Your task:
Take the line that has "The component shall place one marker per instance of the train" in it and every line after it to the end of the entries, and reproduce them exactly.

begin

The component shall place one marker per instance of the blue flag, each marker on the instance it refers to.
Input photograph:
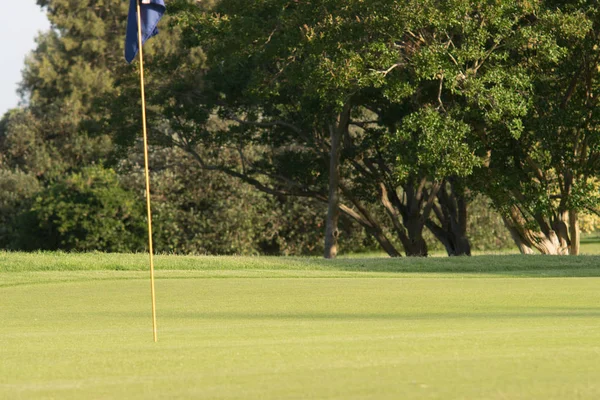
(152, 11)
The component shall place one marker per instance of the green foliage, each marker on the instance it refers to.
(85, 211)
(17, 191)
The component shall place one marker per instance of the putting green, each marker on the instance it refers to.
(88, 335)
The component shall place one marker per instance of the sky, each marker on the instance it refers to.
(20, 22)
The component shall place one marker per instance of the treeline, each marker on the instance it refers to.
(295, 127)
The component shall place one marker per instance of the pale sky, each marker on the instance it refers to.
(20, 22)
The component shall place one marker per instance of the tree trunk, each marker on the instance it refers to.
(521, 243)
(554, 241)
(333, 205)
(414, 244)
(452, 215)
(574, 233)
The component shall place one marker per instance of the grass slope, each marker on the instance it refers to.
(78, 327)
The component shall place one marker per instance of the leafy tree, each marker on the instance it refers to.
(85, 211)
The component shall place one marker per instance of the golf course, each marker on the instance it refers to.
(78, 326)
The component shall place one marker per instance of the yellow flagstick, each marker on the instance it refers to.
(150, 249)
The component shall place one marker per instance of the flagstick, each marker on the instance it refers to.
(139, 18)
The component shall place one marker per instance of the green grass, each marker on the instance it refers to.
(78, 326)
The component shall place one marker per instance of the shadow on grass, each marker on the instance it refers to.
(529, 313)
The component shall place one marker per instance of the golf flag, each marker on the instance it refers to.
(151, 12)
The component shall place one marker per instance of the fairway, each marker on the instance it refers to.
(285, 332)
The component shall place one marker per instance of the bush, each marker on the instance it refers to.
(17, 192)
(87, 210)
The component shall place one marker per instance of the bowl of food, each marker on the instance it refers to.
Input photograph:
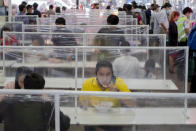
(103, 106)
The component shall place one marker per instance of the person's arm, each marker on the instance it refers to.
(64, 119)
(187, 27)
(10, 85)
(187, 31)
(164, 27)
(124, 88)
(162, 20)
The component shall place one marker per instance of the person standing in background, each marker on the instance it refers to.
(173, 31)
(184, 26)
(173, 39)
(36, 12)
(51, 11)
(29, 10)
(155, 20)
(163, 19)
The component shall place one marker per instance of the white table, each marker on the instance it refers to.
(129, 116)
(66, 64)
(133, 84)
(7, 63)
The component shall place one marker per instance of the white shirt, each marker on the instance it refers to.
(127, 67)
(155, 18)
(163, 18)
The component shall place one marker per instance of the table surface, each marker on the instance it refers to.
(129, 116)
(66, 64)
(7, 63)
(133, 84)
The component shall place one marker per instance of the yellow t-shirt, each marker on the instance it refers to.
(92, 85)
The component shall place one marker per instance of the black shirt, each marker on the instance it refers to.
(173, 34)
(28, 115)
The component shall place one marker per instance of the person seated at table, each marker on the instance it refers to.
(127, 66)
(62, 40)
(150, 69)
(28, 113)
(18, 83)
(104, 81)
(37, 41)
(110, 40)
(10, 40)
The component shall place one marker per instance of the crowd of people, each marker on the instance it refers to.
(177, 27)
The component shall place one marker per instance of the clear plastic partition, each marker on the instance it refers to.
(26, 19)
(43, 21)
(91, 20)
(56, 64)
(64, 37)
(33, 38)
(141, 68)
(121, 29)
(14, 26)
(111, 110)
(115, 37)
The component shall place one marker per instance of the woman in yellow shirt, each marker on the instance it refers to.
(104, 81)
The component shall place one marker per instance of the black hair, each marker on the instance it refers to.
(120, 9)
(104, 63)
(129, 7)
(51, 7)
(64, 8)
(149, 66)
(19, 72)
(39, 39)
(108, 7)
(60, 21)
(166, 5)
(24, 3)
(29, 6)
(112, 20)
(125, 43)
(4, 29)
(35, 5)
(58, 10)
(125, 7)
(34, 81)
(21, 7)
(187, 10)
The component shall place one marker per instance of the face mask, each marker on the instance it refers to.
(104, 81)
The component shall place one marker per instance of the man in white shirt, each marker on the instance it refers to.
(127, 66)
(163, 19)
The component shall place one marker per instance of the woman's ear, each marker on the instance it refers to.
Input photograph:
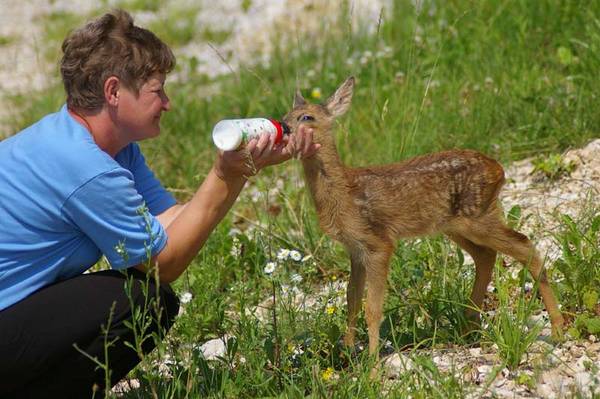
(112, 86)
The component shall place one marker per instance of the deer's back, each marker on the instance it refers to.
(421, 194)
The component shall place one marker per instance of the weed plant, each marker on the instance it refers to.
(510, 78)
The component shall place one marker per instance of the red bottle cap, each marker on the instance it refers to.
(279, 128)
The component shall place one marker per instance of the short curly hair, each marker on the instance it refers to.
(110, 45)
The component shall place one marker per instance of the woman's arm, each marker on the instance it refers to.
(188, 226)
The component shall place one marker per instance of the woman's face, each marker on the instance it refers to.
(139, 116)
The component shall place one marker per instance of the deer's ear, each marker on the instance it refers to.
(298, 99)
(339, 102)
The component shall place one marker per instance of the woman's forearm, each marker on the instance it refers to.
(194, 221)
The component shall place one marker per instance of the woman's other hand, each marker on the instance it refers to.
(263, 152)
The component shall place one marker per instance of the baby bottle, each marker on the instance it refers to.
(229, 134)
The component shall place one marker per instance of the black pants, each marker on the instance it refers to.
(38, 358)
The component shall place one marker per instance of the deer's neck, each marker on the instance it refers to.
(326, 176)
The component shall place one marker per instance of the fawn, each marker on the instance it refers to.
(367, 209)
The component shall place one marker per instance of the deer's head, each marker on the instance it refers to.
(320, 117)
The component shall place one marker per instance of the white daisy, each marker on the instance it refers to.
(295, 255)
(185, 297)
(283, 254)
(270, 267)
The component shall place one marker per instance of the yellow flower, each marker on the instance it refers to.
(327, 374)
(316, 93)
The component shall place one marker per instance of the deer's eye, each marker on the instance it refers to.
(304, 118)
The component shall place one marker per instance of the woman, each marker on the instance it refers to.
(73, 187)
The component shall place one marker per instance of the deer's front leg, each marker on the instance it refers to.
(377, 267)
(354, 294)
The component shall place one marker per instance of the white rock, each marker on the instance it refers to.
(214, 348)
(545, 391)
(397, 364)
(582, 382)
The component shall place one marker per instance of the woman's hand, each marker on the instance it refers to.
(262, 152)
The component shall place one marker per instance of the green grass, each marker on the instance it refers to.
(510, 78)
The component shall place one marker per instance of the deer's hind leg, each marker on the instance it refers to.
(490, 231)
(484, 258)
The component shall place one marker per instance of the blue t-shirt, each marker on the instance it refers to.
(64, 203)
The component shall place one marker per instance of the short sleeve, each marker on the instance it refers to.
(157, 198)
(110, 212)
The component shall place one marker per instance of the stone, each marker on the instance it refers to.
(397, 364)
(215, 348)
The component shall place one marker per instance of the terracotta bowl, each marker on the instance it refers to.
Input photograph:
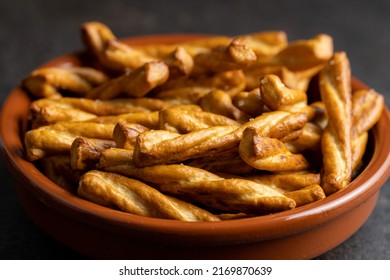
(102, 233)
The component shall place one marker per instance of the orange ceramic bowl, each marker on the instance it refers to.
(103, 233)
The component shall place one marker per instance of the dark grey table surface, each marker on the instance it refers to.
(33, 32)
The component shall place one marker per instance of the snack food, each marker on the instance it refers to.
(200, 125)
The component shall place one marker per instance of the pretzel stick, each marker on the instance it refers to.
(135, 197)
(367, 108)
(157, 147)
(306, 195)
(178, 119)
(277, 96)
(335, 88)
(136, 83)
(58, 138)
(51, 82)
(85, 153)
(269, 154)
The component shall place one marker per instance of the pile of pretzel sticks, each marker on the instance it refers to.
(206, 130)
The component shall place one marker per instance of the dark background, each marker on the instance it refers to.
(33, 32)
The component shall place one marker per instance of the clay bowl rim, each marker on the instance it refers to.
(266, 227)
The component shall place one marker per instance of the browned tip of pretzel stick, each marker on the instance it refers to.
(306, 195)
(277, 96)
(57, 138)
(135, 197)
(85, 153)
(335, 88)
(110, 53)
(304, 54)
(226, 58)
(180, 120)
(232, 195)
(220, 102)
(125, 135)
(249, 102)
(269, 154)
(54, 82)
(266, 43)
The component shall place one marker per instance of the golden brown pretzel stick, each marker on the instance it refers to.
(306, 195)
(191, 89)
(287, 182)
(157, 147)
(135, 197)
(85, 153)
(367, 108)
(125, 135)
(149, 120)
(58, 138)
(219, 102)
(335, 88)
(136, 83)
(58, 169)
(49, 113)
(170, 178)
(277, 96)
(51, 82)
(266, 43)
(232, 195)
(46, 111)
(249, 102)
(103, 108)
(304, 54)
(178, 119)
(309, 140)
(109, 51)
(230, 163)
(226, 58)
(120, 161)
(269, 154)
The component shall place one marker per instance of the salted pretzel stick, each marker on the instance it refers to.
(226, 58)
(178, 119)
(157, 147)
(269, 154)
(135, 197)
(266, 43)
(58, 138)
(237, 195)
(309, 140)
(85, 153)
(232, 195)
(191, 89)
(335, 88)
(367, 108)
(58, 169)
(125, 135)
(306, 195)
(109, 51)
(51, 82)
(220, 102)
(149, 120)
(249, 102)
(277, 96)
(136, 83)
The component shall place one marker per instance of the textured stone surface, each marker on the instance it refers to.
(32, 32)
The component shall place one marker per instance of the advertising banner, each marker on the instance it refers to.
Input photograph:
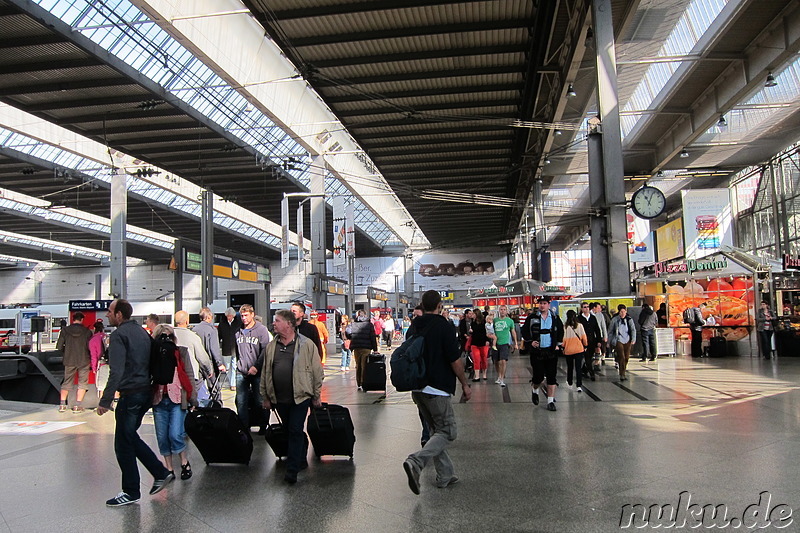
(285, 233)
(707, 221)
(640, 239)
(300, 251)
(338, 231)
(670, 240)
(350, 229)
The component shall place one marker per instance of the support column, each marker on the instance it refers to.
(351, 285)
(319, 269)
(177, 281)
(207, 248)
(119, 217)
(98, 287)
(597, 218)
(613, 170)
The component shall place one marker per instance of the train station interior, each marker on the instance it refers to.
(351, 155)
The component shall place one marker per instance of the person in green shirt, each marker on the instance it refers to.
(505, 332)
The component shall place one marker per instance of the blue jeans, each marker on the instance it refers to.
(294, 419)
(648, 343)
(129, 447)
(169, 418)
(346, 354)
(248, 386)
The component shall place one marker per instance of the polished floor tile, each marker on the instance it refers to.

end

Solution to the exercise:
The component shall place one marker per instance of the train station interior, each marker on the instance it refers to.
(351, 155)
The component shall place one marker per instance of the person in green shirt, each marker on the instance it refers to.
(505, 332)
The component shall place one marker per instance of the blue jeans, each marker on the instance it refers to.
(294, 419)
(648, 343)
(129, 447)
(169, 418)
(346, 354)
(248, 386)
The component shall place one marker per instance of the polished floor tile, each marker on the instance it refers to.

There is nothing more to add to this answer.